Exercise = Pick out every line in the items below that contains the string "faucet" and copy each one in full. Matching is case-sensitive.

Data lines =
++++++++
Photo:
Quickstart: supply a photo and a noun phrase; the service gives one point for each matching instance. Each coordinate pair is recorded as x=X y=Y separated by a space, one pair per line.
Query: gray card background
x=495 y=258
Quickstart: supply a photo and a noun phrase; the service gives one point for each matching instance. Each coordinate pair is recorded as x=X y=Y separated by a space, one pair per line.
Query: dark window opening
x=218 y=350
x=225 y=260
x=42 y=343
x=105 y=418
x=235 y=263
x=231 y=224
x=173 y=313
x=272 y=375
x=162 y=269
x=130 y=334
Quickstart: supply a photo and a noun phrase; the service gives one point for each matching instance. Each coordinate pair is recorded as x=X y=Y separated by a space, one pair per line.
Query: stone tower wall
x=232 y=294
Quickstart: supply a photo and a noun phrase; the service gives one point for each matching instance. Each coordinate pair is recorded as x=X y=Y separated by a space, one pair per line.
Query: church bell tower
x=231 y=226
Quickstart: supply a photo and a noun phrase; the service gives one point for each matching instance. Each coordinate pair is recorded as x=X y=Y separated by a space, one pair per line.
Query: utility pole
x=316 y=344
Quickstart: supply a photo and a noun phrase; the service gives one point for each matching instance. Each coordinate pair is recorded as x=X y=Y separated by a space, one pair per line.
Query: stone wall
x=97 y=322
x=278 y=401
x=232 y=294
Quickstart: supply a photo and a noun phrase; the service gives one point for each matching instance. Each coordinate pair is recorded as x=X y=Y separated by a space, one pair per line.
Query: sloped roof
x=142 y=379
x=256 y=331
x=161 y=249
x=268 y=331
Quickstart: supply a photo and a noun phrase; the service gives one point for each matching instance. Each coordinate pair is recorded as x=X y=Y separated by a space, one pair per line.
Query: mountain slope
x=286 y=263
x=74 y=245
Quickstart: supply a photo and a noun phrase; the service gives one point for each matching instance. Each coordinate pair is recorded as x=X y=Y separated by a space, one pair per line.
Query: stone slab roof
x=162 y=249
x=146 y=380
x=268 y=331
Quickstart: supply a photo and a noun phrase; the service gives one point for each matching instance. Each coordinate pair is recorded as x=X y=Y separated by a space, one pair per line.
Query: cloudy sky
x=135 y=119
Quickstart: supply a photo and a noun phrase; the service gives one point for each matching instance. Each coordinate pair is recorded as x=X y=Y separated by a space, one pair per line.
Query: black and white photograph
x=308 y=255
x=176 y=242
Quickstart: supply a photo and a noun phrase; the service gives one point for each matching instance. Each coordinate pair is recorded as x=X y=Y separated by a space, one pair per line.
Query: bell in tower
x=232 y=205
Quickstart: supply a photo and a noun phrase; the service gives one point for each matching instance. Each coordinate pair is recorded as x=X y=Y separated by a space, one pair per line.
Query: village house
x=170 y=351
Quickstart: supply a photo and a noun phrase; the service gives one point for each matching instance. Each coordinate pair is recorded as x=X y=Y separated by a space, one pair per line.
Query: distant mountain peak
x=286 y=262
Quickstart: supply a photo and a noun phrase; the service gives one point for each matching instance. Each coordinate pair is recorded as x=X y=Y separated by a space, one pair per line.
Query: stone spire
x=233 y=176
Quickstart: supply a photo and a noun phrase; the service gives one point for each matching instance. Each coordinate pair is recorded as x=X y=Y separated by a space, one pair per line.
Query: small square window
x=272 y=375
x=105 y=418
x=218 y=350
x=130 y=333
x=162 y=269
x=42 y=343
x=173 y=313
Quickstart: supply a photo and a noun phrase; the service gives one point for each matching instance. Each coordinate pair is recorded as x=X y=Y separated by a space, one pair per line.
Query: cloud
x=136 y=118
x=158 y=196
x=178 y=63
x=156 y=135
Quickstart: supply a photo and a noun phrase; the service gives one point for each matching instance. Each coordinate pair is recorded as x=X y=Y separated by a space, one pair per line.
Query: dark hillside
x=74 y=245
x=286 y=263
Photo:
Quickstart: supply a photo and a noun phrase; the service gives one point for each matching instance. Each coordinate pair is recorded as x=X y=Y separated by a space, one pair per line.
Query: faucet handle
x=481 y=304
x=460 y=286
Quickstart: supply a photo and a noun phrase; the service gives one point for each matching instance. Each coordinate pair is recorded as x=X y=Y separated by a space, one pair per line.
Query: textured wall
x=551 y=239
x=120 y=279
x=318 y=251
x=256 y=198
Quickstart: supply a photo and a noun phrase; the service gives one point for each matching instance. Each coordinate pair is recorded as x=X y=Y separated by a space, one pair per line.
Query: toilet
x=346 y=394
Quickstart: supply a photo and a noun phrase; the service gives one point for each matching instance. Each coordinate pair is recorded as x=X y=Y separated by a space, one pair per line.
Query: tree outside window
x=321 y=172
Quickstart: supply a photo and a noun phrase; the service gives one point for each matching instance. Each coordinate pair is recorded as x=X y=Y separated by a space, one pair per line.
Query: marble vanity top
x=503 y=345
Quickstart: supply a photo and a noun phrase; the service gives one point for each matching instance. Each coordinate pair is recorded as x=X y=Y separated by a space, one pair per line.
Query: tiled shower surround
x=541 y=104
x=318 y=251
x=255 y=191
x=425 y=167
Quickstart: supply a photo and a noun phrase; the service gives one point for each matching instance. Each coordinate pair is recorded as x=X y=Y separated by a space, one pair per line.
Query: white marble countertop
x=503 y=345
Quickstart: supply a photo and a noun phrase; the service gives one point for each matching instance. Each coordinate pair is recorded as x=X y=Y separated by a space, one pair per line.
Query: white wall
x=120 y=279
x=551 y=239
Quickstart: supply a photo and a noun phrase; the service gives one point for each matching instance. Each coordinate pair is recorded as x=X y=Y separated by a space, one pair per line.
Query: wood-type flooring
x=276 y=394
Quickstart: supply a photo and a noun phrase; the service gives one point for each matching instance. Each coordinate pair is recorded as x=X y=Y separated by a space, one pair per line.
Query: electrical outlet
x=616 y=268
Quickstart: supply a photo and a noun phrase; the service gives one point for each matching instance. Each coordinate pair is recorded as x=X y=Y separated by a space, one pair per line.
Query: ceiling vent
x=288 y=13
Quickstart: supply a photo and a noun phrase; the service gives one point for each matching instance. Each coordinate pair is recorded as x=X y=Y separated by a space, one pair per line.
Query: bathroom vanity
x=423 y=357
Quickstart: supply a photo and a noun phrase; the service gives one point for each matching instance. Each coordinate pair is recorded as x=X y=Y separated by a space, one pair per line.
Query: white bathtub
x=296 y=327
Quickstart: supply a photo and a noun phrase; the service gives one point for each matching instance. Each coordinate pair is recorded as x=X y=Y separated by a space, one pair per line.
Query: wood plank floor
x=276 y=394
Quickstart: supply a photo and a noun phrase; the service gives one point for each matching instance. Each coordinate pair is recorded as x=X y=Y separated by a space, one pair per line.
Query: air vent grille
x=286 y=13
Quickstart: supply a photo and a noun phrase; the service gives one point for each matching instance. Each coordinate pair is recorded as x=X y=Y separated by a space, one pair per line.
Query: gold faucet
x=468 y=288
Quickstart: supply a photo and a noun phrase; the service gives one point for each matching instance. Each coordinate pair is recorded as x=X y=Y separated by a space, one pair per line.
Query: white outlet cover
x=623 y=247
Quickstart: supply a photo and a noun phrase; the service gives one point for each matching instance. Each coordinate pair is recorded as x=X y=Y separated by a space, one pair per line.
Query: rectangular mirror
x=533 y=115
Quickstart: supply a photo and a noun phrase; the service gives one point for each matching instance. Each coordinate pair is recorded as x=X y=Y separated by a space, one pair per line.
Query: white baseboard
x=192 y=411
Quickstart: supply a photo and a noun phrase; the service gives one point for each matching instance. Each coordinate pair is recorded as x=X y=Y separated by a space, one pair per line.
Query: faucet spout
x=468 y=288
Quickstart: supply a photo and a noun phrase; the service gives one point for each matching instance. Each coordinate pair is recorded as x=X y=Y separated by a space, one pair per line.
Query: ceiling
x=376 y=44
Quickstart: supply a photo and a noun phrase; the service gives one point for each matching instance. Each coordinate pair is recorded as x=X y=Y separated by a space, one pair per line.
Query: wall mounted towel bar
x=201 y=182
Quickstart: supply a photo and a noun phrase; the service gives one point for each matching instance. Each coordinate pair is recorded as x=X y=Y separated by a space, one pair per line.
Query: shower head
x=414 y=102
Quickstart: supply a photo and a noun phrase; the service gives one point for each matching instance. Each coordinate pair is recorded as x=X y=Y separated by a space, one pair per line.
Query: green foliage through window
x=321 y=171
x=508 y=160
++++++++
Written solution =
Query: faucet handle
Query: gold faucet
Query: faucet spout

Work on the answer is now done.